**What the task asks**
Take the data that follows and retype it word for word.

_____

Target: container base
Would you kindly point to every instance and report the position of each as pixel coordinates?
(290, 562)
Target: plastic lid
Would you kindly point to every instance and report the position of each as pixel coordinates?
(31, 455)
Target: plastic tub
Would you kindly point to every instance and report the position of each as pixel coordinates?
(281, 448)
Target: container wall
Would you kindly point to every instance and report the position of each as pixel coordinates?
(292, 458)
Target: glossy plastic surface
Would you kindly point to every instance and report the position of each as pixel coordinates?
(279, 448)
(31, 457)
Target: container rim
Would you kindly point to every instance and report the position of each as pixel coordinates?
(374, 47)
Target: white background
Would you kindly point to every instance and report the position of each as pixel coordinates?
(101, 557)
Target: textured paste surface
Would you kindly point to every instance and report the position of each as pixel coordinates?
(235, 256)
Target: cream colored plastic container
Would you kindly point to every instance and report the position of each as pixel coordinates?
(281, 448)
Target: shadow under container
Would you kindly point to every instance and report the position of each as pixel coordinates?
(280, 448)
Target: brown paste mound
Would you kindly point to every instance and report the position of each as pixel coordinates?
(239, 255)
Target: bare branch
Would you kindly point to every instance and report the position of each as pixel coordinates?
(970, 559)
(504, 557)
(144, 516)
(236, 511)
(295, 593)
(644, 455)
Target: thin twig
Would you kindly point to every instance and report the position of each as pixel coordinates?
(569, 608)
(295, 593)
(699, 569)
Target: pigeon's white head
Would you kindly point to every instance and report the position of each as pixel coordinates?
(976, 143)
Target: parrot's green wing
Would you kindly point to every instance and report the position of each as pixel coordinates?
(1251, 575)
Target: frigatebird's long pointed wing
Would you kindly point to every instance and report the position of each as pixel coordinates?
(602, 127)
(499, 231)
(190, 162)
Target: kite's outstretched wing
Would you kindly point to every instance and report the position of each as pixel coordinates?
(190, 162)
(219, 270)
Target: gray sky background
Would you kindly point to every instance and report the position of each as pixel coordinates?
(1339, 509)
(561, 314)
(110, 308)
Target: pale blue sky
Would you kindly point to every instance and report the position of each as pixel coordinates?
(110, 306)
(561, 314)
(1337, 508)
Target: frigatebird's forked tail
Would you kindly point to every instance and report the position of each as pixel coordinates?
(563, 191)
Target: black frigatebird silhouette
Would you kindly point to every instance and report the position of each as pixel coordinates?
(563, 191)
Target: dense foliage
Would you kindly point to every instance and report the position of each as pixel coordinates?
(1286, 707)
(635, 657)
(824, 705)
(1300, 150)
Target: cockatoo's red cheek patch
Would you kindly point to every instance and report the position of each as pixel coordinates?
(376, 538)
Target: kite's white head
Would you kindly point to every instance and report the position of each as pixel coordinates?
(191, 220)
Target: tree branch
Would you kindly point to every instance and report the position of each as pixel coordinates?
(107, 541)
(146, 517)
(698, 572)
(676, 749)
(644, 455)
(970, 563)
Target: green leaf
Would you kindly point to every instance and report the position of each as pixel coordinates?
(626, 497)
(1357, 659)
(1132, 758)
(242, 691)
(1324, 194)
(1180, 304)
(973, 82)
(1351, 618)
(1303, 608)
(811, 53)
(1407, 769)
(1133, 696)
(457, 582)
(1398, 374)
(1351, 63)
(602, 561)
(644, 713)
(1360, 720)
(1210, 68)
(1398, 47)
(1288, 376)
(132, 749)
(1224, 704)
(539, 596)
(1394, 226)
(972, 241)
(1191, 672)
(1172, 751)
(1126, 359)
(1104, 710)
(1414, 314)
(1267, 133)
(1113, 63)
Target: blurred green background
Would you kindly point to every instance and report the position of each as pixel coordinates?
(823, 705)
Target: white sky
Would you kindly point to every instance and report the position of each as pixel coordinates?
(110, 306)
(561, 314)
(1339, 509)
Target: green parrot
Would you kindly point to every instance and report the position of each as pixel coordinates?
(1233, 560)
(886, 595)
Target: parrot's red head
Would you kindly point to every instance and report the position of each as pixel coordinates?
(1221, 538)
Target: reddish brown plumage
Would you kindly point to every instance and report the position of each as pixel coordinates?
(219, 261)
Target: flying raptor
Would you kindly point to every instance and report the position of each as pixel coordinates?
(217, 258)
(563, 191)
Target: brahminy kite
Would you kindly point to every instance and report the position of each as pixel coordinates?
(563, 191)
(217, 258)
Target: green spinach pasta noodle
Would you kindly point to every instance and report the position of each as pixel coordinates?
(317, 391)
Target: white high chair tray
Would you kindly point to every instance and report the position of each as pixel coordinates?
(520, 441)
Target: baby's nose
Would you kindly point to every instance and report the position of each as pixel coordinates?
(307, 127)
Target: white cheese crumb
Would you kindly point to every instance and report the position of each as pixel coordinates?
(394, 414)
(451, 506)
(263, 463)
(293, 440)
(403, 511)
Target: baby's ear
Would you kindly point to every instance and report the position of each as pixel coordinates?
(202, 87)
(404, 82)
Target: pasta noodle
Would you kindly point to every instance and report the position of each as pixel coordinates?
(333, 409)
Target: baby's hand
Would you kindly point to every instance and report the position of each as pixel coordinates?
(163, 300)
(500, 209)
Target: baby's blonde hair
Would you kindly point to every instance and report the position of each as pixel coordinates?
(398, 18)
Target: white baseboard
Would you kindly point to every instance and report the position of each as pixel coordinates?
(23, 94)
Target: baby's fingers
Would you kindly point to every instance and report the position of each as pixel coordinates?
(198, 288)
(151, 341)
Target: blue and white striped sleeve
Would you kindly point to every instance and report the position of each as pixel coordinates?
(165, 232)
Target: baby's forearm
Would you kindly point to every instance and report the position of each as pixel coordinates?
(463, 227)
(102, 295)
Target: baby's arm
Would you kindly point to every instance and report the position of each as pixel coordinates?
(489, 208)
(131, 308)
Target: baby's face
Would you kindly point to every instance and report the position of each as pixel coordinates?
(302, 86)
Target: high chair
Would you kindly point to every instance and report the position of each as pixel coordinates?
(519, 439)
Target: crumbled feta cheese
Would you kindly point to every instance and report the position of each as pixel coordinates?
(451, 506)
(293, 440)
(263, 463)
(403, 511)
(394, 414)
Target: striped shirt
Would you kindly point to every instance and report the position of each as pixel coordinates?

_____

**Result of this task**
Target: container base
Would you kindly point to every instance and report the position of each as pixel coordinates?
(290, 562)
Target: plastic lid
Would you kindly point to every instance and report the position of each as pixel coordinates?
(31, 455)
Target: plastic tub
Would you kindly point to every instance and report the position of each as pixel coordinates?
(281, 448)
Target: container wall
Would you kindly point to every instance and report the position of each as pixel coordinates?
(292, 458)
Target: glossy plastic surface
Would you kindly point to every instance and report the position of each as pixel coordinates?
(279, 448)
(31, 457)
Target: container rim
Would you kindly point to every instance and report the position of each as pixel coordinates?
(374, 47)
Target: white background
Would you kindly point to every instance and report the position of each as pixel coordinates?
(101, 557)
Target: textured paste surface
Would you kindly point to every instance and report the position of each as pixel coordinates?
(235, 256)
Target: cream colored plastic container
Would you kindly point to every instance and report the position of each as pixel coordinates?
(281, 448)
Target: shadow under container
Would you kindly point to every instance and report the position of each as pixel coordinates?
(280, 448)
Target: brown paste mound
Would you kindly point to every instance and report the position of each as pixel coordinates?
(239, 255)
Target: bare branch
Would you kindly point to every instance and report the position of each as pixel coordinates?
(970, 559)
(504, 557)
(144, 516)
(236, 511)
(295, 593)
(644, 455)
Target: thin twig
Would you kindly point to every instance and report the position of each as pixel coordinates?
(569, 608)
(295, 593)
(699, 569)
Target: pigeon's white head
Would you kindly point to every instance and report the position of each as pixel coordinates?
(976, 143)
Target: parrot's green wing
Would you kindly point to every instance and report the position of each as pixel coordinates?
(1251, 575)
Target: frigatebird's long pointed wing
Would you kindly point to every instance and report the position of each as pixel coordinates?
(602, 127)
(499, 231)
(190, 162)
Target: kite's outstretched wing
Would you kindly point to every instance and report the position of each as pixel coordinates?
(190, 162)
(219, 270)
Target: gray sky background
Would you kindly point to every instance and report the position of each as pixel coordinates?
(1339, 509)
(561, 314)
(110, 308)
Target: pale blue sky
Would you kindly point to every instance and report the position of each as pixel coordinates?
(110, 306)
(561, 314)
(1337, 508)
Target: frigatebird's forked tail
Would you kindly point to every instance and report the position of each as pixel coordinates?
(563, 191)
Target: black frigatebird silhouette
Would you kindly point to every instance and report the position of each as pixel coordinates?
(563, 191)
Target: dense foliage
Would you kindly point to every instance and report the position of each as pixel coordinates?
(1286, 707)
(635, 657)
(824, 705)
(1300, 150)
Target: cockatoo's red cheek patch
Would you kindly point to every instance and report the position of each as pixel coordinates?
(376, 538)
Target: kite's white head
Would you kindly point to every instance and report the position of each as pixel coordinates?
(191, 220)
Target: tree branch
Would you kindly point to every instance and report the position of each as pixel coordinates?
(107, 541)
(146, 517)
(698, 572)
(676, 749)
(644, 455)
(970, 563)
Target: green leaf
Would you kindly point to every instance and report the position of each as pixel coordinates?
(626, 497)
(1357, 659)
(1132, 758)
(242, 691)
(1324, 194)
(1180, 304)
(973, 82)
(1351, 618)
(1303, 608)
(811, 53)
(1407, 769)
(1133, 696)
(457, 582)
(1398, 374)
(1351, 63)
(602, 561)
(644, 713)
(1360, 720)
(1210, 68)
(1398, 47)
(1288, 376)
(132, 749)
(1224, 704)
(539, 596)
(1394, 226)
(972, 241)
(1191, 672)
(1172, 751)
(1126, 359)
(1104, 710)
(1414, 314)
(1267, 133)
(1113, 63)
Target: blurred green background
Would you kindly point to every instance and report the position of each as pixel coordinates?
(823, 705)
Target: white sky
Would you kindly point to every instance and report the position of each as pixel coordinates?
(110, 306)
(561, 314)
(1339, 509)
Target: green parrot
Would you kindly point to every instance and report the position of each as pixel coordinates?
(1233, 560)
(886, 595)
Target: parrot's red head
Would you kindly point to every instance and report the position of each as pixel coordinates?
(1221, 538)
Target: reddish brown plumage
Would you kindly point to every instance and report the position of each as pixel coordinates?
(219, 261)
Target: flying raptor
Would you kindly point to every instance and report the position of each as pixel coordinates?
(217, 258)
(563, 191)
Target: brahminy kite
Would you kindly point to every instance and report the position of each as pixel coordinates?
(563, 191)
(217, 258)
Target: green spinach pasta noodle
Would you kindly point to every instance and report the position of each as pixel coordinates?
(317, 391)
Target: white high chair tray
Would you kindly point to every instance and report the position of each as pixel coordinates?
(520, 441)
Target: baby's nose
Would you kindly point to every instance and report the position of each as pixel coordinates?
(307, 127)
Target: white cheese crumb
Would you kindly point to every instance and report the position of each as pixel coordinates?
(394, 414)
(451, 506)
(263, 463)
(293, 440)
(403, 511)
Target: baby's ear
Would you kindly point to every instance and report the position of each as pixel coordinates?
(202, 87)
(404, 82)
Target: pasta noodle
Would you kindly point to every instance and report the position of each as pixel coordinates?
(333, 409)
Target: baby's hand
Would you kindly point to every instance and report the position of each as pixel coordinates?
(163, 300)
(500, 209)
Target: baby's blonde hair
Would you kindly point to every instance and report the position of each as pixel coordinates?
(398, 18)
Target: white baseboard
Would you kindly point to every instance and report the position of each as pixel coordinates?
(23, 94)
Target: baby's fingers
Would you kindly point to every instance and report the position of each as pixel coordinates?
(198, 288)
(151, 341)
Target: blue and white striped sleeve
Would you kindly point to every instance and report the position of each as pixel coordinates?
(165, 232)
Target: baby's forearm
Would you kindly point to every instance and report the position of each as pixel coordinates?
(463, 227)
(102, 295)
Target: baby's arm
Would you kindly point to every instance and report the position of each as pixel coordinates?
(489, 208)
(131, 308)
Target: baby's face
Would you kindly point to every instance and report the position of each as pixel coordinates?
(302, 86)
Target: high chair
Would you kindly point to every instance and report the position of each as pixel coordinates?
(519, 439)
Target: crumbled feta cheese
Would you kindly point to every instance and report the position of each as pixel coordinates?
(451, 506)
(293, 440)
(263, 463)
(403, 511)
(394, 414)
Target: striped shirt
Would you kindly point to every instance and report the position of each as pixel coordinates?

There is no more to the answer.